### Your goal
Count the lines below that contain the word "wall". Reply with only that number.

### Records to use
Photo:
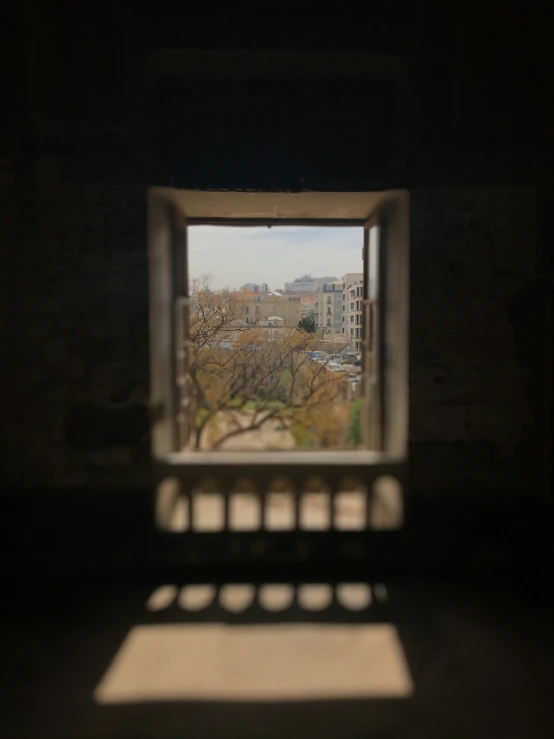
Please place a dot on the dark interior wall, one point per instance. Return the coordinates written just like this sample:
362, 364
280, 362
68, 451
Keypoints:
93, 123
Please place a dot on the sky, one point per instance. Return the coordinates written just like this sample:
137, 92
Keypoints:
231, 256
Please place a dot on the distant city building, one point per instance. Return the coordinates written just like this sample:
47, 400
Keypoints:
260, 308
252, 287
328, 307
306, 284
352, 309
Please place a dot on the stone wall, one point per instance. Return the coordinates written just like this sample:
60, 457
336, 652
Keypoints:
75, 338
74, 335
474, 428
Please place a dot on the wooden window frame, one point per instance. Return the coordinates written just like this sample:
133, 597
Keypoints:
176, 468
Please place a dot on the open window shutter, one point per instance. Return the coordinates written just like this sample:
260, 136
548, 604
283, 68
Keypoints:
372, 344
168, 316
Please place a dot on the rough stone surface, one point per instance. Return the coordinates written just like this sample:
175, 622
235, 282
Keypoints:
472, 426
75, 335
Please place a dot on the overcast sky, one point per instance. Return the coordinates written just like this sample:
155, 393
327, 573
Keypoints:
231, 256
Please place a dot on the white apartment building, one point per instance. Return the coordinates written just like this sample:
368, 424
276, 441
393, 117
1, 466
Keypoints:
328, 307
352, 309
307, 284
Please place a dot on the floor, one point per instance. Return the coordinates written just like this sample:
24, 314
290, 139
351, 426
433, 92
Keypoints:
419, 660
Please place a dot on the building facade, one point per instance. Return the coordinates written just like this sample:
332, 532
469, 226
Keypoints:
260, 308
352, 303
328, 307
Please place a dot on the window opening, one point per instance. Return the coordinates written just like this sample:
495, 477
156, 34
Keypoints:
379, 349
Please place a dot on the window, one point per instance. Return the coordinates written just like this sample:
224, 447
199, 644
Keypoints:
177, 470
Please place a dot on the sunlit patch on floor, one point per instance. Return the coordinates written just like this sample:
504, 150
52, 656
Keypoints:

---

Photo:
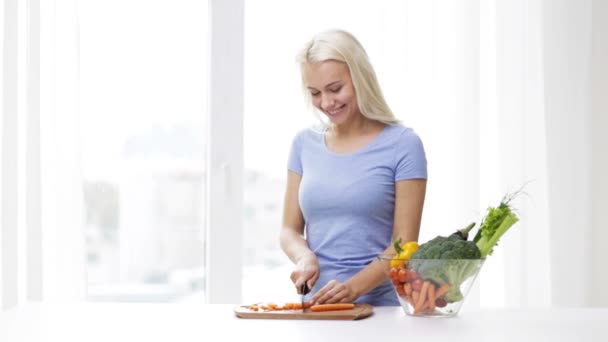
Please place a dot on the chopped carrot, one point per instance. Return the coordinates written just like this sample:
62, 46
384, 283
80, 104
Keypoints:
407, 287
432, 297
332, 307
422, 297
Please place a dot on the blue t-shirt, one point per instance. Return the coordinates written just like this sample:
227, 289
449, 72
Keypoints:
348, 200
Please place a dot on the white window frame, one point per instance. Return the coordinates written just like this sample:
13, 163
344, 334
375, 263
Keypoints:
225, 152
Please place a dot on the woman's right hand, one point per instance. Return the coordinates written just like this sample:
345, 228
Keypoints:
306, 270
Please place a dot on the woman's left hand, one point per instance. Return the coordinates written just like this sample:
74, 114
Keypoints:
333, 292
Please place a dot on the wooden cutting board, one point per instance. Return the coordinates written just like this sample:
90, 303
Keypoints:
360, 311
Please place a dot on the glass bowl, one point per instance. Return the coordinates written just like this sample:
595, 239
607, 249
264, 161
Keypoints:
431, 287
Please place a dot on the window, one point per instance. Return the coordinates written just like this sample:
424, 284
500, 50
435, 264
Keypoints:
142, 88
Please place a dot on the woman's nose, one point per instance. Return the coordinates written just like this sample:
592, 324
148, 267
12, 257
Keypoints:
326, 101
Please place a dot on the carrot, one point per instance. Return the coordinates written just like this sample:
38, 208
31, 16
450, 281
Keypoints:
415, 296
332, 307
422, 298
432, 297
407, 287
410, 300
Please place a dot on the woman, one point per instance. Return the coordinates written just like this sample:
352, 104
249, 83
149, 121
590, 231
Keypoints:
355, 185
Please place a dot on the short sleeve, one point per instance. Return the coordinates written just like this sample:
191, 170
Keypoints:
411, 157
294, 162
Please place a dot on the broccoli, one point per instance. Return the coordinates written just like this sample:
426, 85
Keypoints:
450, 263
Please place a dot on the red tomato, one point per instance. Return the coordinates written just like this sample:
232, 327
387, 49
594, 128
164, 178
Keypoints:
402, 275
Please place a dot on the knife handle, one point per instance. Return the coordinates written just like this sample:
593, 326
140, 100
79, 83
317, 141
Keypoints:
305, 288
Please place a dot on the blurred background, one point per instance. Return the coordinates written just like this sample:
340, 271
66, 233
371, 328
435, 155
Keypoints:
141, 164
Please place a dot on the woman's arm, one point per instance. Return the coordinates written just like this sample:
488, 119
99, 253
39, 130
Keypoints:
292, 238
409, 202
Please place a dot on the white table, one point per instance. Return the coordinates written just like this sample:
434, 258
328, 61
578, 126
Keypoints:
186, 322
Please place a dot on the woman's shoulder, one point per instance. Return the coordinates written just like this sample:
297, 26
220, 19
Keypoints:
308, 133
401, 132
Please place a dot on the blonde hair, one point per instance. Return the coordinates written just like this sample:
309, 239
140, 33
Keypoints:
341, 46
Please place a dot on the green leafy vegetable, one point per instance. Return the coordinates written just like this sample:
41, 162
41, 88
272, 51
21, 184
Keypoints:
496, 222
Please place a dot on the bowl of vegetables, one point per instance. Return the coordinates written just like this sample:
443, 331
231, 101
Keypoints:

### Answer in full
2